## PROBLEM DESCRIPTION
Reproduce the data exactly.

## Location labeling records
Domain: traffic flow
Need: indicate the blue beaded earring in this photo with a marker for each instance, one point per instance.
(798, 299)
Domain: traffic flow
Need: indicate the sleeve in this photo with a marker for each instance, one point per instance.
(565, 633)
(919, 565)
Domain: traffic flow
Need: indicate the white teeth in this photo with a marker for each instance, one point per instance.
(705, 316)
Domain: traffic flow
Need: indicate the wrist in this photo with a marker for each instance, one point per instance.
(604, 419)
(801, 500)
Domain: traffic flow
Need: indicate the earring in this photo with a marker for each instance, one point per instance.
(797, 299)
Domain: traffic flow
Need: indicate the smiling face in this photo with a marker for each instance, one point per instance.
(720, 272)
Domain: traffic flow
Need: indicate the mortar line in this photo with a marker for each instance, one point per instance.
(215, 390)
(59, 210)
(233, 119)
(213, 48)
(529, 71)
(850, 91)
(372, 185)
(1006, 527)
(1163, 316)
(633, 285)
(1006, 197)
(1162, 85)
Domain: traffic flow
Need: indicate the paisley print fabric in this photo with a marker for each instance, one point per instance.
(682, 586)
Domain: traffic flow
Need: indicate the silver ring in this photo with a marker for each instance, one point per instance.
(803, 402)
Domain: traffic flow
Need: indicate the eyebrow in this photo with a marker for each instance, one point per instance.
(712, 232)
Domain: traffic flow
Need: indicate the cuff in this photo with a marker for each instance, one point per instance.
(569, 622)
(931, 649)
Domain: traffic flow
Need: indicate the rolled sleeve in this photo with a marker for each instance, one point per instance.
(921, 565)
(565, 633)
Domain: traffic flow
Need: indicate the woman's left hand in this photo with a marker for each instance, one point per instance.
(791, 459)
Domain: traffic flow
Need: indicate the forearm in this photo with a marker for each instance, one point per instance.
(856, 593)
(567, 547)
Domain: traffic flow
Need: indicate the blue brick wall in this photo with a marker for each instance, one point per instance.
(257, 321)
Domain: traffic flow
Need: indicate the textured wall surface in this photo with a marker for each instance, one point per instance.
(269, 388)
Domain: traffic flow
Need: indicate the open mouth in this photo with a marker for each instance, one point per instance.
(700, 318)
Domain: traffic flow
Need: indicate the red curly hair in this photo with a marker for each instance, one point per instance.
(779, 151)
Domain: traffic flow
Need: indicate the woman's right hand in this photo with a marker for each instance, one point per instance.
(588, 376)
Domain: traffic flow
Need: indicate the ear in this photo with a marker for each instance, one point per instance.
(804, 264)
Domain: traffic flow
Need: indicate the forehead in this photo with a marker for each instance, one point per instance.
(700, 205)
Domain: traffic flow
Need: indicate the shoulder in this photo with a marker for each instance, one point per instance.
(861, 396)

## EXERCISE RESULT
Domain: traffic flow
Need: indicate the blue beaded earring in this photo with a marker for each instance, one point per instance.
(798, 299)
Domain: traffic flow
Need: indicate the sleeve in this photo with a marker for each instance, one point per instance.
(565, 633)
(919, 565)
Domain: traffic flow
Need: indicate the white teeth in this photo with a marker for each instance, one point per instance.
(705, 316)
Domain: traffic flow
Need: indicate the wrist in this photo with a marker for each instance, one point per instance.
(604, 419)
(801, 500)
Domain: traffic flow
Need: indicate the earring in this photo with a marker for each instance, one point per instance.
(797, 299)
Domain: traffic flow
Need: indicate the smiling face in this photo with a marker for each instance, one point per instance.
(720, 272)
Domain: traffic flow
Need: indicate the mortar line in this photo with a marker for each instance, one point per instance.
(215, 390)
(59, 210)
(233, 119)
(213, 48)
(529, 71)
(850, 91)
(372, 185)
(1006, 527)
(1163, 316)
(633, 285)
(1006, 197)
(1162, 85)
Domain: traffic flow
Need: indicate the paisley print fabric in this photo with a marker for each instance, one point per instance.
(682, 586)
Domain: traffic flow
Need: indicate the silver ring in this photo with a marker for each instance, one point per instance.
(803, 402)
Domain: traffic flow
Need: indicate the eyebrow in this photo with a marker for each instance, one point per instance.
(712, 232)
Domain: traffic flow
Need: indicate the cuff in this photo with a marker for each instance, one point per instance.
(569, 622)
(931, 649)
Domain: traffic flow
Need: indicate the rolled sleeve in this photo with a marker for each instance, one point per instance.
(921, 565)
(565, 633)
Domain: traffic flow
Need: indicate the woman's left hand in this photo with a marker for each instance, one point per instance.
(791, 459)
Domain: traffic flow
Need: indicate the forearm in this photo with a marker for each instance, one point per instance.
(856, 593)
(567, 547)
Domain: traffic flow
Need: indicate the blue brick wall in this photo with a marker for each instance, one point per instance.
(257, 321)
Domain: traffic flow
Need: indicate the textured wall surface in this photo with a marker for each instance, one point per instance.
(269, 388)
Domain: traffic flow
Need: indicate the open mouth in this photo with a marker for each instance, one point per instance.
(700, 318)
Domain: traffic flow
Need: indicate the red curly hair in this photo with a marker for each instance, one point per instance.
(779, 151)
Domain: traffic flow
Need: indicate the woman's right hand in this photo with a marker for each instance, one point per instance.
(588, 376)
Domain: traffic flow
Need: indicate the ear in this photo with a marker for each instance, one point per instance.
(804, 264)
Domain: traffic flow
Need: indicate the forehead in this photo with a marker for each instance, one point per instance.
(700, 205)
Domain: traffic flow
Need: indicate the shoulder in this photo with a marker for each instance, one point per instance.
(861, 396)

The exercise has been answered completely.